[Available records — start]

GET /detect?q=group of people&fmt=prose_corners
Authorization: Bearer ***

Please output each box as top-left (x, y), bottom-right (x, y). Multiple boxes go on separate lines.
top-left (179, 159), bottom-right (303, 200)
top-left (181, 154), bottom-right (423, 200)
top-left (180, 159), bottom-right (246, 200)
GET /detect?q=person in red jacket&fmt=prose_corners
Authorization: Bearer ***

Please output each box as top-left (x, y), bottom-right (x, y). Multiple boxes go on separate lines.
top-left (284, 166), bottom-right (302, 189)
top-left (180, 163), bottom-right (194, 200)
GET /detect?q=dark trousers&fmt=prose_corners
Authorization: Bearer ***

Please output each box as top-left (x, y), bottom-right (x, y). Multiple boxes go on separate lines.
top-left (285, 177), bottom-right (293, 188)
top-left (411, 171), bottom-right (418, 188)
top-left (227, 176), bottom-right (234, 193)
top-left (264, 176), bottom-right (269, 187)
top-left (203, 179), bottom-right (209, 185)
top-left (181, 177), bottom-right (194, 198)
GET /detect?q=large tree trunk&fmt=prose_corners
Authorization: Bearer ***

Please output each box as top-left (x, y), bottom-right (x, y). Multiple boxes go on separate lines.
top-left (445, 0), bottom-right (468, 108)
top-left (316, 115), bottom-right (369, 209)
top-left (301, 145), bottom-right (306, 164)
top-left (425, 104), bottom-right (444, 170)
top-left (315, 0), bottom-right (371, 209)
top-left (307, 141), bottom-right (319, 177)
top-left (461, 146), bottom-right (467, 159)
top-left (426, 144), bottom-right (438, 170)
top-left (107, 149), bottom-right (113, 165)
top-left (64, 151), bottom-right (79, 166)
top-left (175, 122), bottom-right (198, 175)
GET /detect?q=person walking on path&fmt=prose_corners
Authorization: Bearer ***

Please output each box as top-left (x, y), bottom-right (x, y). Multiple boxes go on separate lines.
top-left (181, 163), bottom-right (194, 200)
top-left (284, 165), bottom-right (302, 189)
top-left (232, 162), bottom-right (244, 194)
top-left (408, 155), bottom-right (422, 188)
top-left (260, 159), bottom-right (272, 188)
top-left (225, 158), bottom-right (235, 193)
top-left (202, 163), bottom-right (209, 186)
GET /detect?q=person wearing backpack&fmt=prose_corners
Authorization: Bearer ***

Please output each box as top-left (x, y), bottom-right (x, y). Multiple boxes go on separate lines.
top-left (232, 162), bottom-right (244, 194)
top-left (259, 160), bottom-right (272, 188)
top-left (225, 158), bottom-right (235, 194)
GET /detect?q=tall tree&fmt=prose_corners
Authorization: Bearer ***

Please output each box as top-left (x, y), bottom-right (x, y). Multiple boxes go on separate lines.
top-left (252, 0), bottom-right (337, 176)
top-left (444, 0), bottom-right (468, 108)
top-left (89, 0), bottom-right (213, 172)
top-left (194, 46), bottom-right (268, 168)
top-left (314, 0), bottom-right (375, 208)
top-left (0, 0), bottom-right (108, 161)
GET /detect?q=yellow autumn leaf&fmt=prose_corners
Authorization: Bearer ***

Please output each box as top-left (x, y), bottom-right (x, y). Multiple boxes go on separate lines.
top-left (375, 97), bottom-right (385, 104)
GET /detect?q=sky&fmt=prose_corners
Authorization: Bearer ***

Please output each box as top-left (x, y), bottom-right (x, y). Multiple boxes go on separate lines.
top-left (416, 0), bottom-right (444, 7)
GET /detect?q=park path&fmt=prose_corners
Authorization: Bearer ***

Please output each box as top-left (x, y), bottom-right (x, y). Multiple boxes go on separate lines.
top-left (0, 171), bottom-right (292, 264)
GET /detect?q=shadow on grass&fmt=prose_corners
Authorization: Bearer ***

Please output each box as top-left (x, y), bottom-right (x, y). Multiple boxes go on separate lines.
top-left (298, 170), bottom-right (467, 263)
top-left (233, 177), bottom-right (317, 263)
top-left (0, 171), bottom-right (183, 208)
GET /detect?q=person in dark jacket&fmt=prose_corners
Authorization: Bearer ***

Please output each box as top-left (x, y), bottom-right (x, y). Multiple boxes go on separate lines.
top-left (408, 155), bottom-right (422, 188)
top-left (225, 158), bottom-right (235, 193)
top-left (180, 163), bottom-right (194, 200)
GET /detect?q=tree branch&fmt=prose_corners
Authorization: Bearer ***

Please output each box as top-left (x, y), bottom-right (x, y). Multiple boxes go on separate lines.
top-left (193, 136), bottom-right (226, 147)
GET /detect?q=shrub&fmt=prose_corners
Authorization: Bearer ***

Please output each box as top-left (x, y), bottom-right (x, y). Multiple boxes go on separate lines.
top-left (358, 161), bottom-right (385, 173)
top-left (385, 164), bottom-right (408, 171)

[Available records — finish]

▶ What this task involves
Each line above should appear again, reproduced exactly.

▶ Expected answer
GET /detect?q=group of people&fmt=prose_corners
Authorization: Bearer ***

Please output each box as top-left (x, y), bottom-right (x, y). Multiple boxes go on separate lines.
top-left (179, 159), bottom-right (303, 200)
top-left (181, 154), bottom-right (423, 200)
top-left (180, 159), bottom-right (246, 200)
GET /detect?q=person in red jacket&fmt=prose_corners
Authorization: Bearer ***

Please output each box as top-left (x, y), bottom-right (x, y). Multiple boxes go on separate lines.
top-left (284, 166), bottom-right (302, 189)
top-left (180, 163), bottom-right (194, 200)
GET /detect?q=dark trousers&fmt=prose_corners
Authorization: Bearer ***

Please output each box as top-left (x, y), bottom-right (x, y). Multiple boxes go on separate lines.
top-left (285, 177), bottom-right (293, 188)
top-left (411, 171), bottom-right (418, 188)
top-left (227, 176), bottom-right (234, 193)
top-left (264, 176), bottom-right (269, 187)
top-left (203, 179), bottom-right (209, 185)
top-left (181, 177), bottom-right (194, 198)
GET /detect?q=large tree trunk&fmt=prose_corners
Authorization: Bearer ***

Please output each box as top-left (x, y), bottom-right (x, y). Multiple boxes go on separate lines.
top-left (445, 0), bottom-right (468, 108)
top-left (316, 115), bottom-right (369, 209)
top-left (301, 145), bottom-right (306, 164)
top-left (425, 104), bottom-right (444, 170)
top-left (315, 0), bottom-right (371, 209)
top-left (307, 141), bottom-right (319, 177)
top-left (461, 146), bottom-right (467, 159)
top-left (426, 144), bottom-right (438, 170)
top-left (107, 149), bottom-right (113, 165)
top-left (64, 151), bottom-right (79, 166)
top-left (175, 122), bottom-right (198, 175)
GET /detect?q=person walking on path&fmt=prose_corners
Authorization: Bearer ***

Please output each box as top-left (x, y), bottom-right (x, y). Multiple boxes go on separate lines.
top-left (181, 163), bottom-right (194, 200)
top-left (284, 165), bottom-right (302, 189)
top-left (232, 162), bottom-right (244, 194)
top-left (408, 155), bottom-right (422, 188)
top-left (260, 159), bottom-right (272, 188)
top-left (225, 158), bottom-right (235, 193)
top-left (202, 163), bottom-right (209, 186)
GET /detect?q=person wearing backpack&fmt=prose_corners
Authorization: Bearer ***

Please output each box as top-left (x, y), bottom-right (x, y). Multiple boxes go on separate lines.
top-left (232, 162), bottom-right (244, 194)
top-left (259, 160), bottom-right (272, 188)
top-left (225, 158), bottom-right (235, 194)
GET /detect?q=tall tree&fmt=prose_corners
Authorization: Bearer ***

Please output each box as top-left (x, y), bottom-right (x, y). Multiple boxes go on separate lines.
top-left (252, 0), bottom-right (337, 176)
top-left (444, 0), bottom-right (468, 108)
top-left (89, 0), bottom-right (213, 172)
top-left (194, 46), bottom-right (268, 168)
top-left (314, 0), bottom-right (375, 208)
top-left (0, 0), bottom-right (108, 161)
GET /detect?q=yellow autumn leaf&fmt=prose_corners
Authorization: Bearer ***

Please output each box as top-left (x, y), bottom-right (x, y). Multiple boxes go on separate lines.
top-left (375, 97), bottom-right (385, 104)
GET /detect?q=sky&fmt=prose_corners
Authorization: Bearer ***

Please output each box as top-left (x, y), bottom-right (x, y). Multiple boxes go on separate lines.
top-left (416, 0), bottom-right (444, 7)
GET /detect?q=park path&fmt=prose_corners
Authorization: Bearer ***

Please output each box as top-left (x, y), bottom-right (x, y). Multiple boxes go on separate lines.
top-left (0, 171), bottom-right (292, 264)
GET /detect?q=shadow on grass&fmt=prose_corners
Authorization: Bearer ***

Please output each box as top-left (x, y), bottom-right (x, y). Multiple boxes go on separate lines.
top-left (298, 170), bottom-right (467, 263)
top-left (233, 177), bottom-right (317, 263)
top-left (0, 171), bottom-right (183, 208)
GET /detect?q=person in dark jacket&fmt=prose_corners
Authorization: Bearer ***

Please output each box as top-left (x, y), bottom-right (x, y). Multiple boxes go on separate lines.
top-left (408, 155), bottom-right (422, 188)
top-left (225, 158), bottom-right (235, 193)
top-left (180, 163), bottom-right (194, 200)
GET /detect?q=tree branch&fmt=prose_corners
Authorization: Bearer ***

Please output each box as top-left (x, y), bottom-right (x, y). Multiple boxes go on separate lines.
top-left (193, 136), bottom-right (226, 147)
GET /detect?q=shrub&fmt=prose_corners
Authorization: Bearer ***

Please output each box as top-left (x, y), bottom-right (x, y). Multiple boxes go on separate lines.
top-left (358, 161), bottom-right (385, 173)
top-left (385, 164), bottom-right (408, 171)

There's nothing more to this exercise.